#### TEXTAUSZUG ####

Wiebus wünscht sich eine „Bücherklappe“

Aber Birgit Schmiedel kann ja noch weitere Wege aufzählen, auf denen Lesehungrige zu ihrer Grundversorgung kommen können: „Alle können übers Online-Portal bestellen. Wir würden es per Post verschicken oder vorbeibringen“ – falls Leserin und Leser nicht zu weit entfernt wohnen. Auch telefonisch bleibt die Buchhandlung erreichbar, versichert Birgit Schmiedel: „Ich bin den ganzen Tag hier.“

Natürlich verweist auch Arndt Wiebus auf den eigenen Online-Shop – befürchtet aber, dass das Gros der virtuellen Buchbestellungen in diesen Wochen nur „den reichsten Mann der Welt“ (also Amazon-Boss Jeff Bezos) noch reicher machen wird. Seine Alternative – „ich müsste es noch rechtlich abklären“ – ist die Idee einer „Bücherklappe“: Dann könnten die Sterkrader Kunden ihren Lesestoff zu noch festzulegenden Terminen an der Steinbrinkstraße 249 in Empfang nehmen.

####

= ARBEITSAUFTRÄGE =
a – Gib aus dem Text über die Buchhandlungen den Abschnitt wortgetreu wieder, der mit „Wiebus wünscht sich“ anfängt und mit „in Empfang nehmen.“ aufhört.
b – Führe den Text über die Buchhandlungen im Anschluss an seinen letzten Satz weiter.

#### BEREITGESTELLTE EINTRÄGE ####

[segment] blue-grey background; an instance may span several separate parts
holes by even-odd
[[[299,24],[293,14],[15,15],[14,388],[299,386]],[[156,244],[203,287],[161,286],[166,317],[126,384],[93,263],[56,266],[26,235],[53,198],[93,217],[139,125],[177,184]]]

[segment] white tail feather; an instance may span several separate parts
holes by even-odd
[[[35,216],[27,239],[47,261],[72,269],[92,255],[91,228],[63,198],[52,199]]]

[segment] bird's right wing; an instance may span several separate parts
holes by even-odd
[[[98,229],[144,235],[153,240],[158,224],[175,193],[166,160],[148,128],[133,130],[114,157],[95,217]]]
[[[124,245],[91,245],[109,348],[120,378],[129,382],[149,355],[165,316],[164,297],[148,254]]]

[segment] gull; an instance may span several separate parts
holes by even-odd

####
#### BEREITGESTELLTE EINTRÄGE ####

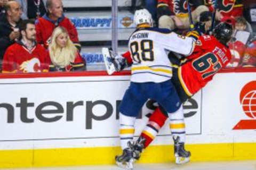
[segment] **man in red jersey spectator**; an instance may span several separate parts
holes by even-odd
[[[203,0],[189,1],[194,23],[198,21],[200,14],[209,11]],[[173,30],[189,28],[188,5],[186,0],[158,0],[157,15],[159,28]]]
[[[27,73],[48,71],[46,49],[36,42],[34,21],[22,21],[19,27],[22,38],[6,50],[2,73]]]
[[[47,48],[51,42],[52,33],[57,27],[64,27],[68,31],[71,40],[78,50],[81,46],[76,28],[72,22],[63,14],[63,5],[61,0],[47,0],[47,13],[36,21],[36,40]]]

####

= ANTWORTEN JE AUFGABE =
a –
Wiebus wünscht sich eine „Bücherklappe“

Aber Birgit Schmiedel kann ja noch weitere Wege aufzählen, auf denen Lesehungrige zu ihrer Grundversorgung kommen können: „Alle können übers Online-Portal bestellen. Wir würden es per Post verschicken oder vorbeibringen“ – falls Leserin und Leser nicht zu weit entfernt wohnen. Auch telefonisch bleibt die Buchhandlung erreichbar, versichert Birgit Schmiedel: „Ich bin den ganzen Tag hier.“

Natürlich verweist auch Arndt Wiebus auf den eigenen Online-Shop – befürchtet aber, dass das Gros der virtuellen Buchbestellungen in diesen Wochen nur „den reichsten Mann der Welt“ (also Amazon-Boss Jeff Bezos) noch reicher machen wird. Seine Alternative – „ich müsste es noch rechtlich abklären“ – ist die Idee einer „Bücherklappe“: Dann könnten die Sterkrader Kunden ihren Lesestoff zu noch festzulegenden Terminen an der Steinbrinkstraße 249 in Empfang nehmen.

b –
Wilhelm Kurze hat die Buchhandlung und den Verlag Karl Maria Laufen in bestens bewährte Hände übergeben: an seine langjährige Mitarbeiterin Birgit Schmiedel.
Wilhelm Kurze hat die Buchhandlung und den Verlag Karl Maria Laufen in bestens bewährte Hände übergeben: an seine langjährige Mitarbeiterin Birgit Schmiedel. © FUNKE Foto Services | Jörg Schimmel

Bei einem Titel allerdings müssen derzeit alle Buchhändler vertrösten. „Sie glauben gar nicht“, seufzt Birgit Schmiedel, „wie oft meine Kunden nach der ‘Pest’ von Albert Camus fragen.“ Die enorme Resonanz hat wohl auch den Rowohlt-Verlag überrumpelt: Der Klassiker aus dem Nachkriegsjahr 1947 ist erst in zwei Wochen wieder lieferbar.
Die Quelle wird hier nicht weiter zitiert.